TASK ITEM: Of the lines in the data below, write out exactly those from the one holding "form: point(42, 202)." through the one holding "form: point(327, 25).", both included.
*** EXTRACTED ENTRIES ***
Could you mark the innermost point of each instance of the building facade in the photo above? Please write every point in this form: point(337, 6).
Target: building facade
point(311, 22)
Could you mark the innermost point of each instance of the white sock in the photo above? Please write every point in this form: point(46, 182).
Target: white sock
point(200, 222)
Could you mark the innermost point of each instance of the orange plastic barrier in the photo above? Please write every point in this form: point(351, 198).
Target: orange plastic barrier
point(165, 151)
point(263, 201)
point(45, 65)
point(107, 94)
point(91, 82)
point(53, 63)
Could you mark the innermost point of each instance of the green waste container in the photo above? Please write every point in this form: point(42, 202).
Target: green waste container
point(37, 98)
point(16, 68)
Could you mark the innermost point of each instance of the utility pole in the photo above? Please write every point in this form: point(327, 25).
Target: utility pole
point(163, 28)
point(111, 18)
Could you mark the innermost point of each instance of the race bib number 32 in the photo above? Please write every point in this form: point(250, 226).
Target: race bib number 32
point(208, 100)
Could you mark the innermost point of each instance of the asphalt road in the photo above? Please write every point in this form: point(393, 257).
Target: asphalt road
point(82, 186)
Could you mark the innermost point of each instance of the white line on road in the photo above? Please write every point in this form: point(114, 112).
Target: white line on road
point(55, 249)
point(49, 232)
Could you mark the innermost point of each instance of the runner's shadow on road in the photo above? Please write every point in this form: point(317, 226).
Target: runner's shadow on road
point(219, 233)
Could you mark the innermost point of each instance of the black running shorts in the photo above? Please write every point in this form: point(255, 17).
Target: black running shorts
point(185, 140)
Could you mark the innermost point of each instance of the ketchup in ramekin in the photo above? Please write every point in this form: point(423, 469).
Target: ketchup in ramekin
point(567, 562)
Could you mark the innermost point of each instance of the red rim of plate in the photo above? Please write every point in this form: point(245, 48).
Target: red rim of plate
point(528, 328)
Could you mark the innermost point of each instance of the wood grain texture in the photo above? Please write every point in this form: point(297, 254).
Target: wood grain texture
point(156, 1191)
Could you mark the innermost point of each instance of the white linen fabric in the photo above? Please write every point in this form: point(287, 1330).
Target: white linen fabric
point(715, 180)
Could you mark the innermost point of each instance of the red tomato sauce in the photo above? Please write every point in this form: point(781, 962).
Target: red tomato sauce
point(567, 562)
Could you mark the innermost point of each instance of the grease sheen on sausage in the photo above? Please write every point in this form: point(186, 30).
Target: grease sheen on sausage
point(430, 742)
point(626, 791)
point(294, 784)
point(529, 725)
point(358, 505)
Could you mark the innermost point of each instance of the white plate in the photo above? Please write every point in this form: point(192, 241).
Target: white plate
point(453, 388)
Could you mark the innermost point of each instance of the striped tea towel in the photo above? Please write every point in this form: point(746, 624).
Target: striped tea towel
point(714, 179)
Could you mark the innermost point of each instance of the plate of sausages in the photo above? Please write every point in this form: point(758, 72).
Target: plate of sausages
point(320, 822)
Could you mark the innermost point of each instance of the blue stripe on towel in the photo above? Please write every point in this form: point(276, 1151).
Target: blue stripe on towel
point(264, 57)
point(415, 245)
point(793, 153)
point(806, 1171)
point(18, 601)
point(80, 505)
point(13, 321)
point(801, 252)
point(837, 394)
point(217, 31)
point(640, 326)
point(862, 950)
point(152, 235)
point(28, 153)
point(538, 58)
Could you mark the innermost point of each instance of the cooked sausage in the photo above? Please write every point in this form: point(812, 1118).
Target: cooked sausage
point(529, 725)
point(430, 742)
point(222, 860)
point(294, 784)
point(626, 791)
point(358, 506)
*** End of EXTRACTED ENTRIES ***
EXPECTED ANSWER:
Could you mark the innermost point of each instance of the green waste container in the photo above? Please write every point in this form: point(42, 202).
Target: green waste container
point(37, 98)
point(16, 68)
Could you mark the innermost point of each instance of the utility pole in the photo above? Please write every point in this form: point(327, 25).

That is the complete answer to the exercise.